## Selected passage
----------------------------------------

It's disappointing to know that the technology I invented in 1999 (IP location) is now being used in such a massive and unconstitutional manner. No good deed goes unpunished. :-/
Also - everyone should use and support Tor. That has a hint of irony since it was originally sponsored by the US Naval Research Laboratory.
LOL! That document shows they use GWT to build their internal spook apps. (Disclosure: I work on GWT) I wonder if they review all patches that open source people make to the compiler :)
"Current technology simply does not permit us to positively identify all of the persons or locations associated with a given communication (for example, it may be possible to say with certainty that a communication traversed a particular path within the internet. It is harder to know the ultimate source or destination, or more particularly the identity of the person represented by the TO:, FROM: or CC: field of an e-mail address or the abstraction of an IP address)."
That's an interesting statement, especially how specific they got with regards to email. There are tons of email accounts that are used but are not tied to Facebook or Paypal or some other identifying service that the NSA has access. To me this all stinks of the worst-case surveillance state scenario but logically, it's starting to look a lot less sinister than I initially thought it was.

----------------------------------------

## Entries
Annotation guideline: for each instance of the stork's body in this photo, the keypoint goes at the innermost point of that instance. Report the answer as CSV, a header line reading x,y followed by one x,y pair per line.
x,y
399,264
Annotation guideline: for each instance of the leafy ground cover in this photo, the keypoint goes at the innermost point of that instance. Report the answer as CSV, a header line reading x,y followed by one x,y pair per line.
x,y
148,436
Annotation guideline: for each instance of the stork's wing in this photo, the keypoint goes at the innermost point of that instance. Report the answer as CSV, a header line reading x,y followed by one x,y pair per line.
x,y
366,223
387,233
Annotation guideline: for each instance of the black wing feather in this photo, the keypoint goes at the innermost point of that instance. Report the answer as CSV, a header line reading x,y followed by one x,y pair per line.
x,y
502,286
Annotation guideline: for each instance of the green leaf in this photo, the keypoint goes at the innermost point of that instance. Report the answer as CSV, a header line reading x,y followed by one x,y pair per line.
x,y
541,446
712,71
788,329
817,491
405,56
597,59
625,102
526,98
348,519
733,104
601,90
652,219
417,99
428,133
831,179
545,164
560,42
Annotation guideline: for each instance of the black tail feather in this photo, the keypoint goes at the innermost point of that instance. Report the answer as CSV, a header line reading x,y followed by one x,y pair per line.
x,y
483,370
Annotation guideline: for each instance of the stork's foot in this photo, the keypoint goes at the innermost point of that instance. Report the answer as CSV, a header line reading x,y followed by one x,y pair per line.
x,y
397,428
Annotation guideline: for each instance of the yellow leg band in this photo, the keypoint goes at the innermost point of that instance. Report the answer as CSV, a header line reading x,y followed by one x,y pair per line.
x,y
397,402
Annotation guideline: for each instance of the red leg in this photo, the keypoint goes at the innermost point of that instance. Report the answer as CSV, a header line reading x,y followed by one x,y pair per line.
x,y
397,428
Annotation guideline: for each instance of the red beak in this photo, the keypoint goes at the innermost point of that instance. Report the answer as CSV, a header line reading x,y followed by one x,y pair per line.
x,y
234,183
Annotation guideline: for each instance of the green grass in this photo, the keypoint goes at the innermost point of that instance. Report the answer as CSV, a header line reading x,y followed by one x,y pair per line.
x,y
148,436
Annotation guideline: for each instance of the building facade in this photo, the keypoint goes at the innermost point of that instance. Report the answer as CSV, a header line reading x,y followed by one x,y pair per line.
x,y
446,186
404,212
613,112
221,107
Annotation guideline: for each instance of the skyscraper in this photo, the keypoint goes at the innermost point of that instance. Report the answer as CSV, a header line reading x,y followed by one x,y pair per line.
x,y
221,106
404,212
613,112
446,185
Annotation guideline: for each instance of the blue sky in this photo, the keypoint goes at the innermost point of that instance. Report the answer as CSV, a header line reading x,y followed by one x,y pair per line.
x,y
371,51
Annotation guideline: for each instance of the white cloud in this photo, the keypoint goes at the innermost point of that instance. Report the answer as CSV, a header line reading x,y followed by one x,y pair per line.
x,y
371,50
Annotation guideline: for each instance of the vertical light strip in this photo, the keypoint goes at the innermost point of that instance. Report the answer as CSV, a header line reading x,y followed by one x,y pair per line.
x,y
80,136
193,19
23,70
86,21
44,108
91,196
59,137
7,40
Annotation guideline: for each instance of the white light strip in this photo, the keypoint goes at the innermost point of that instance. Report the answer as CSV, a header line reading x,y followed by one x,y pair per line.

----------------------------------------

## Task statement
Reproduce everything in the NSA surveillance discussion from "That's an interesting" down to "thought it was.", switching "sinister" to "ominous". The material has no connection to the NSA surveillance discussion.

## Written response
That's an interesting statement, especially how specific they got with regards to email. There are tons of email accounts that are used but are not tied to Facebook or Paypal or some other identifying service that the NSA has access. To me this all stinks of the worst-case surveillance state scenario but logically, it's starting to look a lot less ominous than I initially thought it was.